#### [Conjunto de exercícios]
a - No trecho sobre crimes e doenças cerebrais, o que os legistas encontraram na necropsia de Charles Whintman?
b - Retome o trecho sobre crimes e doenças cerebrais logo após a última frase apresentada e dê continuidade ao texto.

O neurologista não poderia saber se o homem cometera algum crime antes ou depois dos primeiros sintomas da doença, que naquele momento se expressava em franca demência. Não detinha informações para isso.

O médico pensou, brevemente, se aquele senhor seria o personagem central de uma história, há tempos ouvida, que ele considerara uma lenda regional.

Em uma noite macabra, um homem teria saído de seu apartamento sujo de sangue, gritando se alguém saberia de sua esposa. Vizinhos, ao acudirem, teriam encontrado o cadáver da mulher sobre o tapete da sala do casal. O marido a esfaqueara, mas não se recordava da sua ação. Meses após o crime, ele passara os dias perguntado sobre a cônjuge, expressando saudades e preocupação. Não se recordava da violência de suas mãos, tampouco de que já havia feito a mesma questão várias vezes. O neurologista, em solilóquio, desconsiderou a associação das histórias, julgou extravagante demais a coincidência.

Episódios que misturavam crimes e doenças cerebrais não eram novidades para o neurologista. Certa vez ele fora acionado para dizer se um detento de 60 anos manifestava alguma doença neurológica. O prisioneiro havia estrangulado sua companheira, até a morte, como vingança contra traição. Porém o assassino não conseguia dizer como havia descoberto a infidelidade, seu raciocínio era vago, pouco crítico e com conclusões estapafúrdias. Era um caso de delírio de ciúmes em um paciente que demonstrava sintomas iniciais de demência, causada possivelmente por uso abusivo de bebidas alcoólicas.

Enfermaria do Iapen (Instituto de Administração Penitenciária do Amapá), onde vivem isolados cinco presos com transtornos mentais - Adriano Vizoni - 9.jun.22/Folhapress

Há exemplos históricos que correlacionam violência às moléstias de dentro do crânio. Em 1966, no Texas, Charles Whintman, passou a sofrer de cefaleia, obsessão em escrever e pensamentos violentos. Seu último ato de vida foi alvejar pessoas, assassinou 17. Não fez mais vítimas pois a polícia o matou. Em sua necropsia, legistas encontraram uma neoplasia maligna cerebral, acendendo a hipótese de que o tumor, não a sua vontade, determinou o massacre. O massacre causado por Whintman serviu de prenúncio a uma alta sem precedentes no número de homicídios em massa em lugares públicos nos EUA.

#### [Linhas de dados]
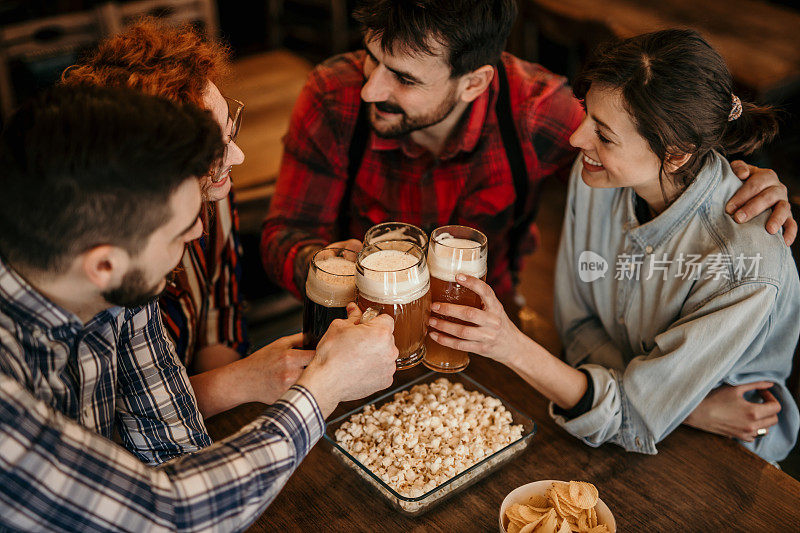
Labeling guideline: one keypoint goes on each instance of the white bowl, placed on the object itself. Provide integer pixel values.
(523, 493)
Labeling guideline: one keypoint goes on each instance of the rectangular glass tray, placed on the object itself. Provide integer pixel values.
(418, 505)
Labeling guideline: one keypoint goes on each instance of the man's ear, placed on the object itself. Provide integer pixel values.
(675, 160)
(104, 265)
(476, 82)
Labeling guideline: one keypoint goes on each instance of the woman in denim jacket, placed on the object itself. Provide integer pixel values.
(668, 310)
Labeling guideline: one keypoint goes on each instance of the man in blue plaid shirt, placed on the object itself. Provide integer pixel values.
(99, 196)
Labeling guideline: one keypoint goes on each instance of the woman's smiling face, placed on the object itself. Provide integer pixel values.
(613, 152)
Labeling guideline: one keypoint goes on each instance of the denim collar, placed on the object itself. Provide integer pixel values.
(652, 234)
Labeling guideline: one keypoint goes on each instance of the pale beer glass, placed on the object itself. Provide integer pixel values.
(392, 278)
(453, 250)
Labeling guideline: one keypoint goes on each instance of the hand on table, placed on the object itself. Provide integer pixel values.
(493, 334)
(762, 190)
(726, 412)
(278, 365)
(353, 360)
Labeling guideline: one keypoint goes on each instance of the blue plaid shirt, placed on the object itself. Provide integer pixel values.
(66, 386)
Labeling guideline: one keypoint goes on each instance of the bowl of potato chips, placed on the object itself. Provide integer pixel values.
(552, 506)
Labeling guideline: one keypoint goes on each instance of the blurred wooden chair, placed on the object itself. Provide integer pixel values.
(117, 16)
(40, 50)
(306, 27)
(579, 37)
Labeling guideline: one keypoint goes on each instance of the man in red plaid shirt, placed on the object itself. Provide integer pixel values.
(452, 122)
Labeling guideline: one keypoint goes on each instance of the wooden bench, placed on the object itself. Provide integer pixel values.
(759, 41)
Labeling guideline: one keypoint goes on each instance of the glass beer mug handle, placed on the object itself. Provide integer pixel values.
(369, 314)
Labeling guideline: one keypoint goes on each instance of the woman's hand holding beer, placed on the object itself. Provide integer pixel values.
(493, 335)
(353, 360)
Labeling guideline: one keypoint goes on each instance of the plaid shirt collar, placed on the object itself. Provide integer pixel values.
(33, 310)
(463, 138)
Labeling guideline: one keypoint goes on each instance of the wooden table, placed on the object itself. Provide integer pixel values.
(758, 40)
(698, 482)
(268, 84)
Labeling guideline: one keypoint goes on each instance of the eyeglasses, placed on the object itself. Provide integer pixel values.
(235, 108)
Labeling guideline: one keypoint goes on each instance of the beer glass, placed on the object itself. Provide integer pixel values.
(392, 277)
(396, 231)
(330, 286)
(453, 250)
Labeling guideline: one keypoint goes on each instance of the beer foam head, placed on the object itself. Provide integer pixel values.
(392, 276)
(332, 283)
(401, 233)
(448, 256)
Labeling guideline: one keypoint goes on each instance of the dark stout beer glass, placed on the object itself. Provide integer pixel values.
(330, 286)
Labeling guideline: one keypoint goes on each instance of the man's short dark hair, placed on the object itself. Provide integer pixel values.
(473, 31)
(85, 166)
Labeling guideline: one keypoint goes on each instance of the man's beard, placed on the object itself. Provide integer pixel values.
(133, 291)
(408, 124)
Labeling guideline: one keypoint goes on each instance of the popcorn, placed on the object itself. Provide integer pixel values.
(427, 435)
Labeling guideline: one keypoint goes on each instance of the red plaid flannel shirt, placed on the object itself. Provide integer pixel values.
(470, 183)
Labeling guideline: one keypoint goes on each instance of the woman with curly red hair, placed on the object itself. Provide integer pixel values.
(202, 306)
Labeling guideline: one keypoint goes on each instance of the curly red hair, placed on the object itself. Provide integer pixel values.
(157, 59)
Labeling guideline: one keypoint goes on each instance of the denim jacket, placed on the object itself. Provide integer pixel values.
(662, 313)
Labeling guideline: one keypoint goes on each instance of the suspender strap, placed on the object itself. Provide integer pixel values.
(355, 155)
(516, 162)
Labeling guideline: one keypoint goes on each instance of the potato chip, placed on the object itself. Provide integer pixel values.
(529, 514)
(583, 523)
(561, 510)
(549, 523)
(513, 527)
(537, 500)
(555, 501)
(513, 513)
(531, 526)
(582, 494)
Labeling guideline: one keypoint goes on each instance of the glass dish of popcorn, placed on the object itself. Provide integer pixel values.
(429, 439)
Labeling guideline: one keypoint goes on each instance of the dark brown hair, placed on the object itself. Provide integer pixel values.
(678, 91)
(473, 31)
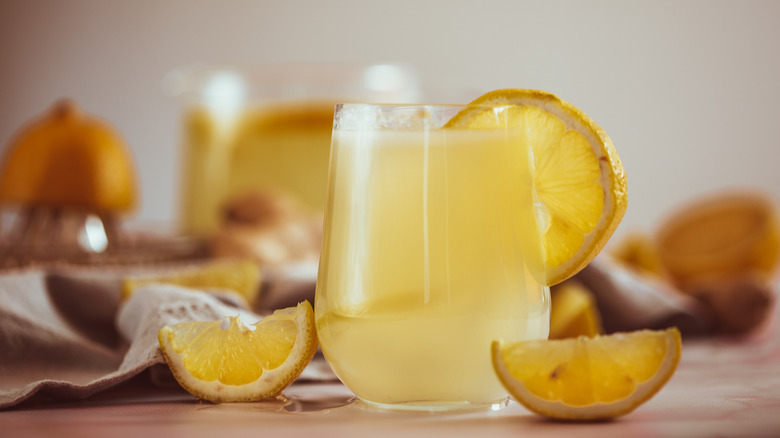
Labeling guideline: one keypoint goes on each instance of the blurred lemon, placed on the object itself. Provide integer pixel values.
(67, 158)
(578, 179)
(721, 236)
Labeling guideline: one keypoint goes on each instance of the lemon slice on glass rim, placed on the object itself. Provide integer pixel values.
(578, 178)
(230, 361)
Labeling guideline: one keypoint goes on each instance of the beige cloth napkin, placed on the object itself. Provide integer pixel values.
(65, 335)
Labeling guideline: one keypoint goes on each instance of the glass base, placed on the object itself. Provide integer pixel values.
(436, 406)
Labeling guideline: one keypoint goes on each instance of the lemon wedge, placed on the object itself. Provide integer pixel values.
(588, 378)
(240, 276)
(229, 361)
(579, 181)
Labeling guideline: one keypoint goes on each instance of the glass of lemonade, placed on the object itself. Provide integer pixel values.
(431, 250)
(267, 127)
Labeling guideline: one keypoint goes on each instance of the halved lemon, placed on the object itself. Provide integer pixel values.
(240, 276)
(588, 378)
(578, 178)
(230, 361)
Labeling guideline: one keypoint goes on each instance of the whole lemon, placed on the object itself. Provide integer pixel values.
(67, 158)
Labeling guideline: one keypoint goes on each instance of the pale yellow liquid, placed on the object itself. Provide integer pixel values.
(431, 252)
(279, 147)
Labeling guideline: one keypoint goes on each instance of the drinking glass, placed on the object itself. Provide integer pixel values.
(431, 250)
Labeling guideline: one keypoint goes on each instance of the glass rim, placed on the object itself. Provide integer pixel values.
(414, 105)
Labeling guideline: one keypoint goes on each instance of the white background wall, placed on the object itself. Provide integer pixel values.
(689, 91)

#### [Respostas por tarefa]
a - Uma neoplasia maligna cerebral.

b -
Compreender como certas doenças alteram o comportamento ao extremo pode nos dar pistas sobre os substratos neurológicos que predispõem à contravenção. O neurologista Ryan Darby, da Universidade Vanderbilt, em Nashville (Tennessee), nos dá algumas ideias para desvendar esse problema. Ele coletou informações de 17 pessoas que cometeram crime após sofrerem alguma lesão cerebral. Desse grupo, duas pessoas haviam melhorado depois de tratadas. Darby descobriu que não há um locus cerebral específico, cujo desligamento por alguma avaria desbloquearia impulsos criminosos. Com algumas coincidências, os casos clínicos avaliados sofreram lesões em áreas diferentes um do outro.

No entanto os sítios danificados pertenciam a uma rede cerebral única, que conecta regiões cerebrais para cuidar da moralidade, de escolhas conduzidas por preferências subjetivas, e teoria da mente —esta última é a habilidade humana que permite alguém inferir como o outro pensa. Mas essa rede não se ocupa de empatia e de controle cognitivo.

Ilustração de um cérebro humano
Ilustração mostra o cérebro humano - Pete Linforth por Pixabay

Contudo a disfunção dessa circuitaria não é uma força inequívoca que empurra seu portador ao crime. Uma minoria de pessoas afetadas por esse distúrbio realizará atos contra a lei, que possivelmente não serão violentos, como pequenos furtos. Outros fatores, como genética, circunstâncias do ambiente, amparo social e as características da personalidade antes do adoecer, podem agir de forma independente para o crime, ou interagindo com as consequências de uma determinada moléstia.

Certas lesões cerebrais aumentam o risco para o desenvolvimento de ações criminosas, mas não devem ser consideradas como sua causa única, ou ao menos não tão deterministas assim. Mas que fique claro: um adulto que muda seus modos e comete seu primeiro crime pode estar a expressar o primeiro sintoma de uma doença cerebral.